== PROBLEMS TO SOLVE ==
**1)** In the epigenome text, rewrite everything from "In Canada, the" down to "Reference Epigenome Consortium.", changing "umbrella" to "banner".
**2)** According to the epigenome text, how many years has the team been working on the project with Dr. Costello?
**3)** Pick up the epigenome text after its last sentence and keep writing.

== TEXT BLOCK ==
--------
Dr. Hirst is also part of a number of initiatives with goals to deliver a complete reference of epigenome information on a full spectrum of normal and malignant mammalian cell types; develop novel molecular and computations technologies for broader application of epigenomic research in the future; and characterize the impact of epigenetic modifier mutations emerging from international cancer genome sequencing efforts. This includes generating highresolution reference epigenome maps that can be exploited to provide new insights into many diseases and finding new means to control them.
In Canada, the GSC is one of the two Canadian epigenome mapping and data centres under the umbrella of the Canadian Epigenetics, Environment and Health Research Consortium. In addition, the GSC also contributes, as the only foreign member institution, to the NIH Reference Epigenome Consortium.
“We work with Dr. Costello from the University of California, San Francisco (UCSF) who leads one of the four roadmap centres. We provide epigenetic mapping expertise to that project. We have been working on this project for four years and have generated reference epigenomes for various brain, breast, blood, skin, embryonic and now working on placenta cell types.”
--------
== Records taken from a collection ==
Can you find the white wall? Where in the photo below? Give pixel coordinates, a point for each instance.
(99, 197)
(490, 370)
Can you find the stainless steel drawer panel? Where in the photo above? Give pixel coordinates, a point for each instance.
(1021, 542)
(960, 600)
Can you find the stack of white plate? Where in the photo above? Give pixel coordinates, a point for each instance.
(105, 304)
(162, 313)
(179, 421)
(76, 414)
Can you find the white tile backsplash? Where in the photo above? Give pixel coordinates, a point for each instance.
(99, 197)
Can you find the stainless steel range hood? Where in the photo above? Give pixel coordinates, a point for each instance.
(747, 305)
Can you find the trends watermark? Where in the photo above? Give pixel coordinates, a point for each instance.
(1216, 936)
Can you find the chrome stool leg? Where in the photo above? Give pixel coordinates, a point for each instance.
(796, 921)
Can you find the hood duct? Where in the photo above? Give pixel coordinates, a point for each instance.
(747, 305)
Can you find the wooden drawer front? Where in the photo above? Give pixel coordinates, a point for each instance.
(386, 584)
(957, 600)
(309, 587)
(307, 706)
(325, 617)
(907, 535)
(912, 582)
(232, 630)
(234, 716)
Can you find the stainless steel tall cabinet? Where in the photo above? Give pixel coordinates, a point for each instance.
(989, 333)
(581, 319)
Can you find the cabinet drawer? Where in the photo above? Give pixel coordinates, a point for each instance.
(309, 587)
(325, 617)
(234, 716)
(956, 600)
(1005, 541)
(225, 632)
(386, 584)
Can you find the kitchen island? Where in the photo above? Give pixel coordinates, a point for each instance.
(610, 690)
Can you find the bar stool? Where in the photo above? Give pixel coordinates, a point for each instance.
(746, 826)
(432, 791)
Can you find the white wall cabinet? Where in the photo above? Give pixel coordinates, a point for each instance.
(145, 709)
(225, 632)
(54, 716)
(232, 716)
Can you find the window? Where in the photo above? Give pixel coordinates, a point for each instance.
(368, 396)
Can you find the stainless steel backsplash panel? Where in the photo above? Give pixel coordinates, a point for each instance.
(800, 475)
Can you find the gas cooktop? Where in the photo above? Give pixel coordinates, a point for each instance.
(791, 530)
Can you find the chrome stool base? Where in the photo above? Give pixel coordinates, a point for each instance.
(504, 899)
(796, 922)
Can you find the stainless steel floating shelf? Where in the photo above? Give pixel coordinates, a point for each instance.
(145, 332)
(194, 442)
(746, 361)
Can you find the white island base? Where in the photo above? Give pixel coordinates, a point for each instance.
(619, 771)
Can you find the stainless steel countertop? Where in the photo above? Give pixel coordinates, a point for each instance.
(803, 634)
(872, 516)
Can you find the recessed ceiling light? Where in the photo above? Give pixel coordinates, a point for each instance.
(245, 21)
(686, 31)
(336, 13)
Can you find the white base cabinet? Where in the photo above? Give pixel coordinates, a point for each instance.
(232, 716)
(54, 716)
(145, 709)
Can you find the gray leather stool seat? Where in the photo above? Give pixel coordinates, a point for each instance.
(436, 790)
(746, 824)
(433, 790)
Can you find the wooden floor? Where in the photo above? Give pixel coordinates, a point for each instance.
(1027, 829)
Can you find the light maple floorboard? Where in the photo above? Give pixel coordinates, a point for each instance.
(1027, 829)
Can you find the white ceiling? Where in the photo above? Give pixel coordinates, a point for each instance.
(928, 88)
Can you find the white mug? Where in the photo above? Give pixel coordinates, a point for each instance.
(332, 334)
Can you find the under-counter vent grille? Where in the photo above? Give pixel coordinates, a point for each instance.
--------
== EXPECTED RESULTS ==
**1)**
In Canada, the GSC is one of the two Canadian epigenome mapping and data centres under the banner of the Canadian Epigenetics, Environment and Health Research Consortium. In addition, the GSC also contributes, as the only foreign member institution, to the NIH Reference Epigenome Consortium.

**2)** Four years.

**3)**
“Large scale human reference epigenome mapping which was initiated by the NIH reference epigenome mapping consortium, has now been partnered with initiatives in Canada, (CEEHRC), a European project called Blueprint (a large-scale European research project that includes 41 leading European universities, research institutes and industry entrepreneurs) as well as projects in Germany, Italy, South Korea and Japan who are working together as part of the International Human Epigenome Consortium to generate 1,000 human reference epigenomes over the next five years.”
With his expertise in epigenomic mapping, Dr. Hirst is chairing the International Human Epigenome Consortium Assay Standards working group.
“You can think of this in the same way as one would think of the reference human genome project, which has revolutionized human medicine. What we are attempting to do is define references for the many cell types that are present in the body, to provide baseline data for the study of variations that occur normally in the human population and alterations that occurs as a consequence of disease.”
Unlike the reference human genome, where the genome is for the most part the same throughout the body, the epigenome is actually cell type specific. As such, the context of the International Human Epigenomic Consortium is to provide replicated references for approximately 200 human cell types.
“That is why we need 1,000 reference epigenomes and not just one as was the case for the genome. We will need to capture the breadth of different cell types present in the human body. Where will it go from there, I would imagine the next phase will involve understanding variation present in the human population. One exciting and largely unexplored area is how environmental signals are patterned in the epigenome. Model organism and epidemiological studies have shown that environmental cues such as stress, maternal care, nutrients, toxins etc. seem to be patterned through the epigenome. And these patterns can be inherited. It is as if the epigenome is providing shorter-term plasticity to respond to environmental changes much as the genome does on much longer time scales. That’s one of the many exciting aspects of epigenetic research in general.”
Dr. Hirst is excited by the promise of what might arise from these collaborations.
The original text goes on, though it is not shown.